__To be done__:
1. Quote the Nextflow chat excerpt word for word, starting at "Alexander Peltzer" and ending at "is in the process?".
2. Write what comes next in the Nextflow chat excerpt, picking up after its final message.
━━ Excerpt to read ━━
These are chat archives for nextflow-io/nextflow

24th
Aug 2018
Shellfishgene
@Shellfishgene
Aug 24 2018 07:56
I seem to remember it's possible to make process queue submission parameters (such as time) dependent on input file size, but can't find an example. Could someone point me to one if that can be done?
Alexander Peltzer
@apeltzer
Aug 24 2018 07:59
There is a way to do similar things, e.g. you can resubmit jobs with increasing memory/cpu/time constraints
But not directly dependent on file input size or other metainformation about your inputs (yet!)
Shellfishgene
@Shellfishgene
Aug 24 2018 08:01
Yes, I already do the resubmission with a multiplicator
kind of a workaround
Shellfishgene
@Shellfishgene
Aug 24 2018 13:46
When I have a channel that emits a groovy map such as ['color':'Blue', 'shape':'Circle'] how do I read that into variables in the process? Also using set like for a tuple? Or can I use the map as is in the process?
Paolo Di Tommaso
@pditommaso
Aug 24 2018 13:51
  input: 
  val record from foo 

  script:
  """
  $record.color 
  """
Shellfishgene
@Shellfishgene
Aug 24 2018 13:55
Thanks, that's easy. I tried $record['color'] after googling groovy maps...
Paolo Di Tommaso
@pditommaso
Aug 24 2018 13:56
as well, but in that case you need curly brackets
${record['color']}
Shellfishgene
@Shellfishgene
Aug 24 2018 13:56
Great, thanks
Winni Kretzschmar
@winni2k
Aug 24 2018 15:16
Hi
Quick question: I'm debugging my nextflow pipeline, and I'm having difficulty pinpointing why exactly things are not behaving the way I expect.
Is there something like a "tee" operator?
━━━
━━ Extracted data ━━
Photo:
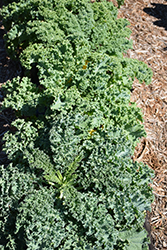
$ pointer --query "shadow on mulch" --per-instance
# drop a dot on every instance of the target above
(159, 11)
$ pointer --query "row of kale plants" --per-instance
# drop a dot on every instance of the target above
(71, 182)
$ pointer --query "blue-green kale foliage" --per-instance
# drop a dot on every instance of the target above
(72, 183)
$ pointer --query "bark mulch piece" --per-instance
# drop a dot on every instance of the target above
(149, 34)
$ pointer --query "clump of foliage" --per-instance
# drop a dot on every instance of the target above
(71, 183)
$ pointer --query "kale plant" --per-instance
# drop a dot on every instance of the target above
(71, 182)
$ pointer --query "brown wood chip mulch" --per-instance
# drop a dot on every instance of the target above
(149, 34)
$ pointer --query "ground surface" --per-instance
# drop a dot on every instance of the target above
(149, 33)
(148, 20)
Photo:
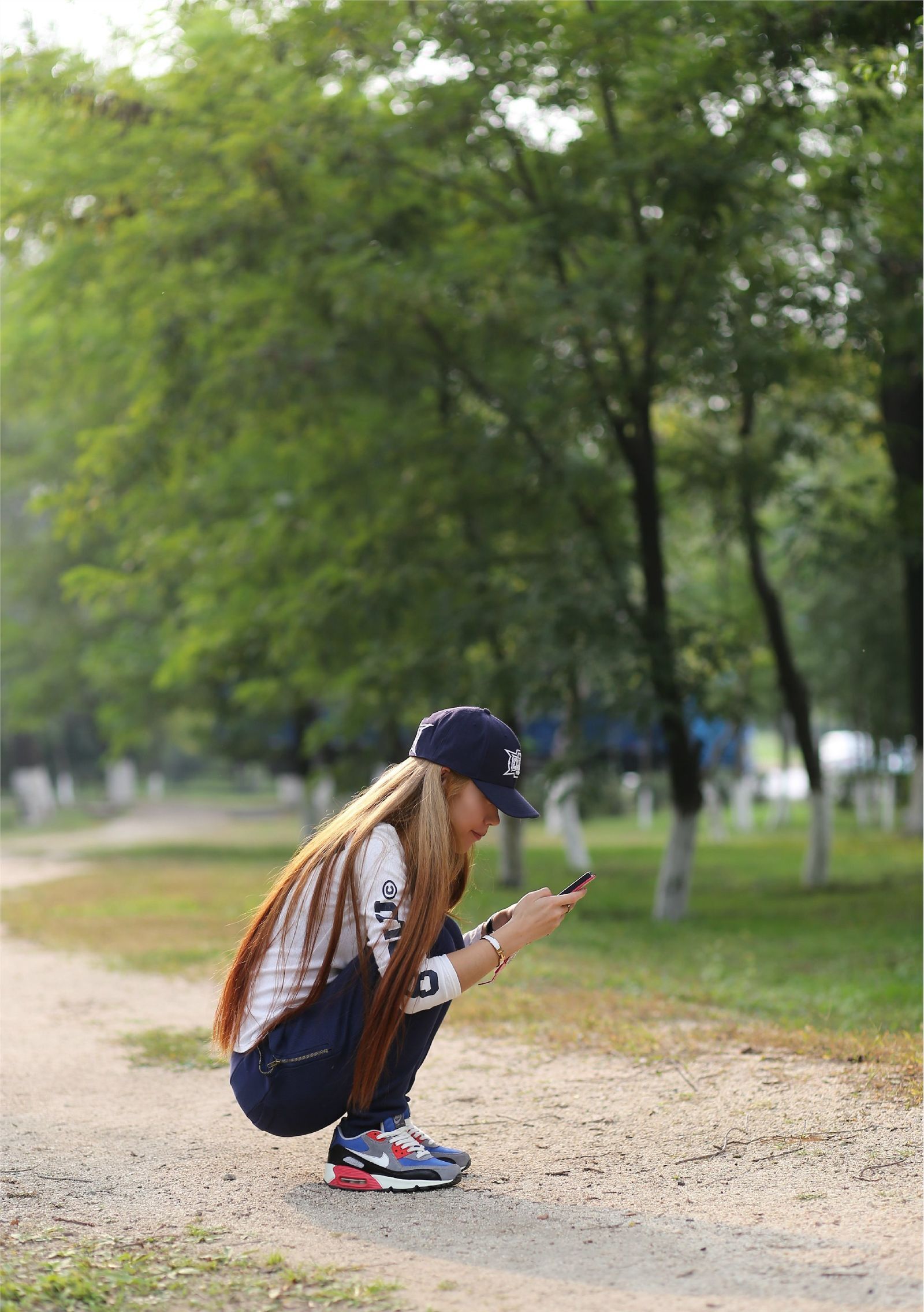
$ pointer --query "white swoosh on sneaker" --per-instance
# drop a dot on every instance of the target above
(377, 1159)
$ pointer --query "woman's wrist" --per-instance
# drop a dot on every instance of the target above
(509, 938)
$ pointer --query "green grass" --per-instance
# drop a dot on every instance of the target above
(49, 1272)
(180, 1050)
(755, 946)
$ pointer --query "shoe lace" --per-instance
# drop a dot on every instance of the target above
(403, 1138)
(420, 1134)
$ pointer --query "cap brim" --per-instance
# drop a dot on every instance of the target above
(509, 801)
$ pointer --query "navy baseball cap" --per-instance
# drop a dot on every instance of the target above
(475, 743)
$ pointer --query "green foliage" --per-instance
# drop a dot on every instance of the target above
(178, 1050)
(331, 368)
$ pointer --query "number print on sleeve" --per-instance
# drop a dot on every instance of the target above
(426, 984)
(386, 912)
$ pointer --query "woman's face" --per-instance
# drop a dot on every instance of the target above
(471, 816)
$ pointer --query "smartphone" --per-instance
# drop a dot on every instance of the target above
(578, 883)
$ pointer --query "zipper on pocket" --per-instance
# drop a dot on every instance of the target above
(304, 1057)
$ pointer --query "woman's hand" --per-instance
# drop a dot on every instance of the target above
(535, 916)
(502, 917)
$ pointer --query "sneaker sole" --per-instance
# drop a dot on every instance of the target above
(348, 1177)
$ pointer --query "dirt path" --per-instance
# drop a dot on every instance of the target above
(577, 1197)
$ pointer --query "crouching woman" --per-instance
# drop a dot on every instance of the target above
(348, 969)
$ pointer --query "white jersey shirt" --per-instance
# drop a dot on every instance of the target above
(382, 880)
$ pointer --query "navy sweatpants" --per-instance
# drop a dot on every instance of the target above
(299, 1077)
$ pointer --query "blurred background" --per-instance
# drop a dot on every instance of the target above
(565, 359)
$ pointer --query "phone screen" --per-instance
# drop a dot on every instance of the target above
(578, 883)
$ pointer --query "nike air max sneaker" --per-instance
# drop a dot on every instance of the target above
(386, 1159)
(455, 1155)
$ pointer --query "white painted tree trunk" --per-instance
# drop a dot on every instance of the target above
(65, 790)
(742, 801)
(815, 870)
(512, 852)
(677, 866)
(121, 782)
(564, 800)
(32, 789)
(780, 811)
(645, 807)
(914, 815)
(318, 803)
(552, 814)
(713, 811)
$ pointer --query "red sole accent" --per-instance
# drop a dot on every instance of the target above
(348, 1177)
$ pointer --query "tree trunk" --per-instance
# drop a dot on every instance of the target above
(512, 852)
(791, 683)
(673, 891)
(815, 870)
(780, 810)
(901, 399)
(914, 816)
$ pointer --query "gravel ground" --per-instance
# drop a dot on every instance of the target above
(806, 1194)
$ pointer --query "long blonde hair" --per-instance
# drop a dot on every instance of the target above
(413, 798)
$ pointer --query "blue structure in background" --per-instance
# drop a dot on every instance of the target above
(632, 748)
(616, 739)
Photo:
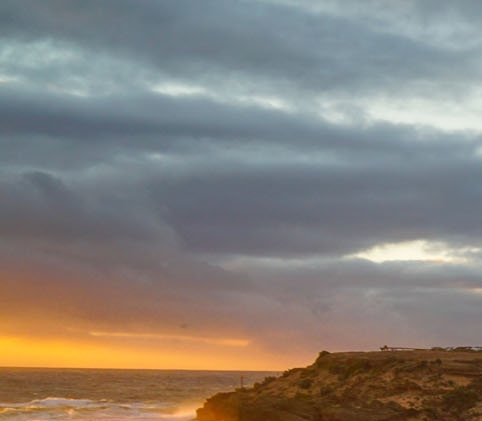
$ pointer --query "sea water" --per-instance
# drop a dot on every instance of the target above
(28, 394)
━━━
__Responses by task__:
1.
Alexander Peltzer
@apeltzer
Aug 24 2018 07:59
There is a way to do similar things, e.g. you can resubmit jobs with increasing memory/cpu/time constraints
But not directly dependent on file input size or other metainformation about your inputs (yet!)
Shellfishgene
@Shellfishgene
Aug 24 2018 08:01
Yes, I already do the resubmission with a multiplicator
kind of a workaround
Shellfishgene
@Shellfishgene
Aug 24 2018 13:46
When I have a channel that emits a groovy map such as ['color':'Blue', 'shape':'Circle'] how do I read that into variables in the process? Also using set like for a tuple? Or can I use the map as is in the process?

2.
It seems like println, print, and view all do not pass through the elements that they print?
Paolo Di Tommaso
@pditommaso
Aug 24 2018 15:19
view does
dump is even better
Winni Kretzschmar
@winni2k
Aug 24 2018 15:20
Oh! Am I confused, or does the documentation mention that? https://www.nextflow.io/docs/latest/operator.html#view
why is dump better?
Paolo Di Tommaso
@pditommaso
Aug 24 2018 15:21
Both the view and print (or println) operators consume them items emitted by the source channel to which they are applied. However, the main difference between them is that the former returns a newly create channel whose content is identical to the source one. This allows the view operator to be chained like other operators.
because dump allows you to enable/disable it by using a command line option
Winni Kretzschmar
@winni2k
Aug 24 2018 15:22
lol, I saw that note, and skipped it because it did not seem relevant ;)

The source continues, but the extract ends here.